= REQUIRED WORK =
1 > Translate this sentence from the passage on scientists and computing skills into Spanish: "Most scientists these days are coming to realize how imperative it is for them to be able to use computers."
2 > Reproduce the passage on scientists and computing skills from "Most scientists these" up to and including "analyze our data.".

= PASSAGE FOR REVIEW =
Most scientists these days are coming to realize how imperative it is for them to be able to use computers. By this I don’t mean just being able to turn one on, use the internet and basic programs like Microsoft Word and Excel. No, I’m talking about using the command line and writing simple programs in languages like C++, Python, and Perl. These skills are not only desirable because they make you a more marketable job candidate–for many of us, they’re absolutely necessary to just access, manipulate, and analyze our data.
This is because new tecnologies, such as next generation sequencing options like the Illumina HiSeq macine, are generating huge amounts of data. Sequencing DNA in one lane on that machine will generate millions of sequencing reads, each of which contains ~100 base pairs of DNA. Although these are relatively short reads (genes, especially in eukaryotes, are hundreds or thousands off base pairs in length), the sheer number of them can become overwhelming when you start thinking about data analysis. The types of files that contain these data would be simply unreasonable to deal with in programs like Excel or Word.

(Referring-expression pointing data)

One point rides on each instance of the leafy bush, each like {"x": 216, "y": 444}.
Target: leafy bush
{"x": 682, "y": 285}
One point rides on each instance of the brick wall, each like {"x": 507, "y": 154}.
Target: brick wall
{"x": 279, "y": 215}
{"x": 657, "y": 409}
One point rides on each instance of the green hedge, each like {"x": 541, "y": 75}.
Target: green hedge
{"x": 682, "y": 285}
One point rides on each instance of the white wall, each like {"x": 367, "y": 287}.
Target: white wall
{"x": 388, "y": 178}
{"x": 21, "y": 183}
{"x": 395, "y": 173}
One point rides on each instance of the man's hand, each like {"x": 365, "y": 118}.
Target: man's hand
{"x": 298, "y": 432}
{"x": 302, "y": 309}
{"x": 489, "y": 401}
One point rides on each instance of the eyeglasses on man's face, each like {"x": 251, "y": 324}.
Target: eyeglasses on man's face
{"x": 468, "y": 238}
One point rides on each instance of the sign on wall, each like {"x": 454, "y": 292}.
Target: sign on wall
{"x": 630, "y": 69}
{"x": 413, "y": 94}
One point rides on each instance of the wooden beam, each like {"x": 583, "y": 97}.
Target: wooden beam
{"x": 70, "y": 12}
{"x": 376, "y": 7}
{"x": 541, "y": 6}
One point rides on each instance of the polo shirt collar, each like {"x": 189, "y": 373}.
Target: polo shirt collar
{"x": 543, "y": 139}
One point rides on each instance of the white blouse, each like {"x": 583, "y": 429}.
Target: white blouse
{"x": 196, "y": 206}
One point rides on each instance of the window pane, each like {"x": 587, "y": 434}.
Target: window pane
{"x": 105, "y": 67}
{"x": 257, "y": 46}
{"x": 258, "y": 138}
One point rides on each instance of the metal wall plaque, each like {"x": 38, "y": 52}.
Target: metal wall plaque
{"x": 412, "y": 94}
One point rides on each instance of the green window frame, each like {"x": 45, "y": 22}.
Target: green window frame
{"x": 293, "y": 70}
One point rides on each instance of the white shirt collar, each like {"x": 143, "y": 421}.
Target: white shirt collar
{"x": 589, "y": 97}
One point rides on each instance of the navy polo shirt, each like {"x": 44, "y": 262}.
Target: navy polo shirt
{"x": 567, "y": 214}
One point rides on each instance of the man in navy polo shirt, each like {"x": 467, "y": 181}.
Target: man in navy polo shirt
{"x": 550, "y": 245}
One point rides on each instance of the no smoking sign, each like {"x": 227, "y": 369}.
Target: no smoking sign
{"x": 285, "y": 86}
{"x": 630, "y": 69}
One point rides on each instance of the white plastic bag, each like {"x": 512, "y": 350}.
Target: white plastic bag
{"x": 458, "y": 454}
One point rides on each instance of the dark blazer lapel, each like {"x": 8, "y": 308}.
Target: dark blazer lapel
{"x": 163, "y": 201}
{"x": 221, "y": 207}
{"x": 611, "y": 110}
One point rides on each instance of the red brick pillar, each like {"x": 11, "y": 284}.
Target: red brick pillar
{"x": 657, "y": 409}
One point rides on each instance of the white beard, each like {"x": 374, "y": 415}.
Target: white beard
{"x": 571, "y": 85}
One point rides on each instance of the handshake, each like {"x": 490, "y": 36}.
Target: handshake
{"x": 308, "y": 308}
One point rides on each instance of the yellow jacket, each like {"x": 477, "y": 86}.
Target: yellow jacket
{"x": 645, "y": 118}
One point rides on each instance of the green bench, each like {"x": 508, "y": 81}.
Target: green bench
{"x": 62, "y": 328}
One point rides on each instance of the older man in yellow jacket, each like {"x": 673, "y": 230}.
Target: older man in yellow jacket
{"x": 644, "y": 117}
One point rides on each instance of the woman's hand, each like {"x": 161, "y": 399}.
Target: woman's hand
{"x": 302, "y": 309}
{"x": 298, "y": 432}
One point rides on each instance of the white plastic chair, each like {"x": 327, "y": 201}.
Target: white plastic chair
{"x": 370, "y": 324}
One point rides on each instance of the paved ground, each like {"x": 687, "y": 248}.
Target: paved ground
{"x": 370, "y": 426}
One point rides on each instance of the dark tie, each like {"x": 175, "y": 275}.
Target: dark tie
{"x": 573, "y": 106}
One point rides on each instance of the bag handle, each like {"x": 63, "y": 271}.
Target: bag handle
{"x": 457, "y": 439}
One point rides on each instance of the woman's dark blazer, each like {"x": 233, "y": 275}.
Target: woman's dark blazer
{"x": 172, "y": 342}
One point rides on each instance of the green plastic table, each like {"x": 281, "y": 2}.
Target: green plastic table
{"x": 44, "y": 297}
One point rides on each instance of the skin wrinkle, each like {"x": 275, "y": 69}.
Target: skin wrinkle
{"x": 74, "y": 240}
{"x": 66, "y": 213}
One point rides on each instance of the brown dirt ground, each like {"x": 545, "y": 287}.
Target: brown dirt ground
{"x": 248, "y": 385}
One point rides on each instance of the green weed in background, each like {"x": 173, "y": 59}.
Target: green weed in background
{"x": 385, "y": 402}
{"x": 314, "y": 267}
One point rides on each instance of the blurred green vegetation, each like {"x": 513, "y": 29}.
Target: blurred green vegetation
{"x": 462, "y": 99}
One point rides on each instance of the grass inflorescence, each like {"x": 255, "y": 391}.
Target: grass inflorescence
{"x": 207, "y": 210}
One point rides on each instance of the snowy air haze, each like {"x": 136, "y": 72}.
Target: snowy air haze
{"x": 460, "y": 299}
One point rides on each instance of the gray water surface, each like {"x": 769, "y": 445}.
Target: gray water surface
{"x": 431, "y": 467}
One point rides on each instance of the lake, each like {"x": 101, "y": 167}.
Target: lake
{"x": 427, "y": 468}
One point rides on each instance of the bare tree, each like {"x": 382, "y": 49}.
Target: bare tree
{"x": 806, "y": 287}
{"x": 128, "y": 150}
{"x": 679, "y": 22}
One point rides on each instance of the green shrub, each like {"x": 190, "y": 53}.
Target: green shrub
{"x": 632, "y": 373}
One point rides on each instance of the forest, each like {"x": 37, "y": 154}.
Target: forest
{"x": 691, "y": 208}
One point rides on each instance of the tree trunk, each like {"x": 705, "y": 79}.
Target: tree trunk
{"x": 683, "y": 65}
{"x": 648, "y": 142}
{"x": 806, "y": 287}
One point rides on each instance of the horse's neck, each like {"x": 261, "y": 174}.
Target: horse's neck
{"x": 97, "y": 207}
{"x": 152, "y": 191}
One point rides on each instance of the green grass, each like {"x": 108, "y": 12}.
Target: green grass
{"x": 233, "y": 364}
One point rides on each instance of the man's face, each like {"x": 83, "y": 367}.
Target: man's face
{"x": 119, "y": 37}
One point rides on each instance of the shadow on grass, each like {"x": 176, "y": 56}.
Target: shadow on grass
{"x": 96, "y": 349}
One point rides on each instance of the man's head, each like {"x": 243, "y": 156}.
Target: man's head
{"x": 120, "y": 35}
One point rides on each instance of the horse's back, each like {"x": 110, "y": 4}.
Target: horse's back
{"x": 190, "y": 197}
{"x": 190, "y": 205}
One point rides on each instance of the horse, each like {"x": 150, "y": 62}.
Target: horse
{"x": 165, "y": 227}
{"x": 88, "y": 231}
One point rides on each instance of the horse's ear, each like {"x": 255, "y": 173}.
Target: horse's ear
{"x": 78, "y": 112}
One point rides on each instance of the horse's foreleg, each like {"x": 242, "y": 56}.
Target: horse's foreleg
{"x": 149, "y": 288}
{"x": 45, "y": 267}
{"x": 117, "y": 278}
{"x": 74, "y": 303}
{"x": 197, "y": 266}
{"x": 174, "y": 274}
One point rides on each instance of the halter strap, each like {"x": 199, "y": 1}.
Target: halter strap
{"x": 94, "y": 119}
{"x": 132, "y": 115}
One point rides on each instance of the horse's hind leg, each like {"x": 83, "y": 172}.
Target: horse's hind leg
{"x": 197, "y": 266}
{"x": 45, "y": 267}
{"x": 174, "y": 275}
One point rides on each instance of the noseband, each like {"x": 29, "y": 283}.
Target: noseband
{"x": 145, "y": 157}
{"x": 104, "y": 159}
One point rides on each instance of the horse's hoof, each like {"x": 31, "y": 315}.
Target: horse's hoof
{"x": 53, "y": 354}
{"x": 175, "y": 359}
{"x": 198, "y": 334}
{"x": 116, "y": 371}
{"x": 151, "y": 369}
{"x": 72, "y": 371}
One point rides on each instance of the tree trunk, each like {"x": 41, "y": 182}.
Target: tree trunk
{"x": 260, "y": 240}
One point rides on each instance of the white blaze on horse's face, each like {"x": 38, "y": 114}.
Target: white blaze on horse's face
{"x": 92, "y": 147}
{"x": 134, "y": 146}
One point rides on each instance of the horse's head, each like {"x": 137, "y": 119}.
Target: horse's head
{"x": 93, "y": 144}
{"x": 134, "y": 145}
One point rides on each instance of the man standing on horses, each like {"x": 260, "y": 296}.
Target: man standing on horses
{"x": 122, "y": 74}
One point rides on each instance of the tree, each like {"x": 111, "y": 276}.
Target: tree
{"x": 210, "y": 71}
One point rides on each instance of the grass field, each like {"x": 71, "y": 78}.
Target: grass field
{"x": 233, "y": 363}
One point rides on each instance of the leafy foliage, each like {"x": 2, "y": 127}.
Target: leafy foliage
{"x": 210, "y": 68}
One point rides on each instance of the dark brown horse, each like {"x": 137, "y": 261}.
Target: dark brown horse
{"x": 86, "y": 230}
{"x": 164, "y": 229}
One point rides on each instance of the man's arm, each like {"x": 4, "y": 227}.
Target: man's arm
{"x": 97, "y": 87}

= ANSWERS FOR THIS EXERCISE =
1 > La mayoría de los científicos hoy en día se están dando cuenta de lo imperativo que es para ellos saber usar computadoras.

2 >
Most scientists these days are coming to realize how imperative it is for them to be able to use computers. By this I don’t mean just being able to turn one on, use the internet and basic programs like Microsoft Word and Excel. No, I’m talking about using the command line and writing simple programs in languages like C++, Python, and Perl. These skills are not only desirable because they make you a more marketable job candidate–for many of us, they’re absolutely necessary to just access, manipulate, and analyze our data.